> [Task description] Please copy out the methods excerpt on hydroxyproline content and statistical analysis below, word for word and in full.

> [Excerpt]
Determination of hydroxyproline content

We accurately weighed 30–100 mg of liver tissue using the hydroxyproline assay kit (A030-2-1, Nanjing Jiancheng Bioengineering Institute, China).

Statistical analysis

Statistical analysis was conducted using GraphPad Prism 9.0. Student’s t-tests were applied to assess differences between two groups. One-way analysis of variance (ANOVA), followed by Tukey’s post-tests, was used for three or more groups. Data were given as mean ± standard deviation and were shown as error bars for all experiments. Differences were considered significant at P < 0.05. The reported data were obtained from at least three biological replicates.

> [Provided material]
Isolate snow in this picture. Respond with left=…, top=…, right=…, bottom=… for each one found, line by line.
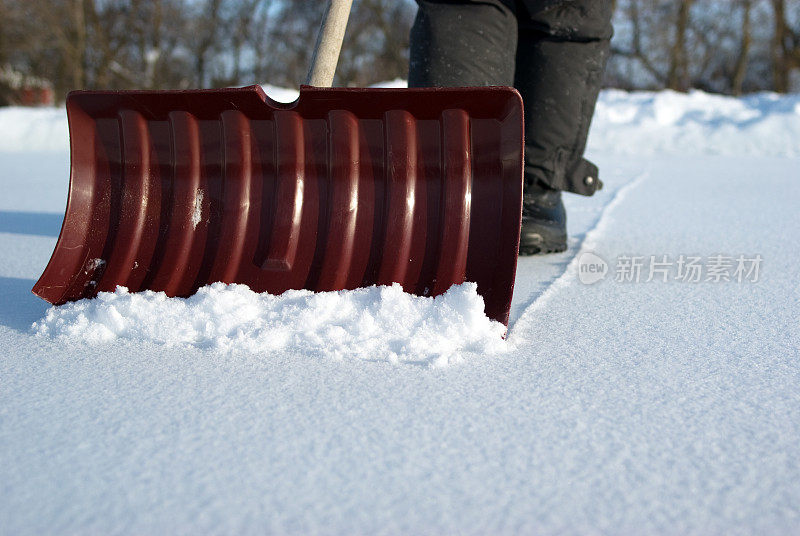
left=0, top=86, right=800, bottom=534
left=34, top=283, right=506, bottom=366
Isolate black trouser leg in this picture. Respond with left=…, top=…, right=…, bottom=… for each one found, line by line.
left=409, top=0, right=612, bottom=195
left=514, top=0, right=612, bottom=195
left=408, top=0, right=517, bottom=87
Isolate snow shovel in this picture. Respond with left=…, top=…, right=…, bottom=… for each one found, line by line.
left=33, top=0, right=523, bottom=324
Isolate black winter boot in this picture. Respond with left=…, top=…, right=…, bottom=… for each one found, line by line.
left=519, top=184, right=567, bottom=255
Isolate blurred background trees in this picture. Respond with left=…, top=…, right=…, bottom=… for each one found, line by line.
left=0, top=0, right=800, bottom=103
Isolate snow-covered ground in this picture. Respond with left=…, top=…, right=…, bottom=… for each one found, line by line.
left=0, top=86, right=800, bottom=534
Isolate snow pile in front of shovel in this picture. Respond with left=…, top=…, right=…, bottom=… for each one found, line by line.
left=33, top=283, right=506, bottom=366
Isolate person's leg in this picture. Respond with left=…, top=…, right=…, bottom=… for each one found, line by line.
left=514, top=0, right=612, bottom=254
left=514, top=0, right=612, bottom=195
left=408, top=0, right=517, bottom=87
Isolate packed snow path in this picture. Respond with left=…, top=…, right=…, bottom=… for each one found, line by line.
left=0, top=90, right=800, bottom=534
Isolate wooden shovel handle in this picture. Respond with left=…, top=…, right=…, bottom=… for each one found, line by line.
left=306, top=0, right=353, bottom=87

> [Written response]
Determination of hydroxyproline content

We accurately weighed 30–100 mg of liver tissue using the hydroxyproline assay kit (A030-2-1, Nanjing Jiancheng Bioengineering Institute, China).

Statistical analysis

Statistical analysis was conducted using GraphPad Prism 9.0. Student’s t-tests were applied to assess differences between two groups. One-way analysis of variance (ANOVA), followed by Tukey’s post-tests, was used for three or more groups. Data were given as mean ± standard deviation and were shown as error bars for all experiments. Differences were considered significant at P < 0.05. The reported data were obtained from at least three biological replicates.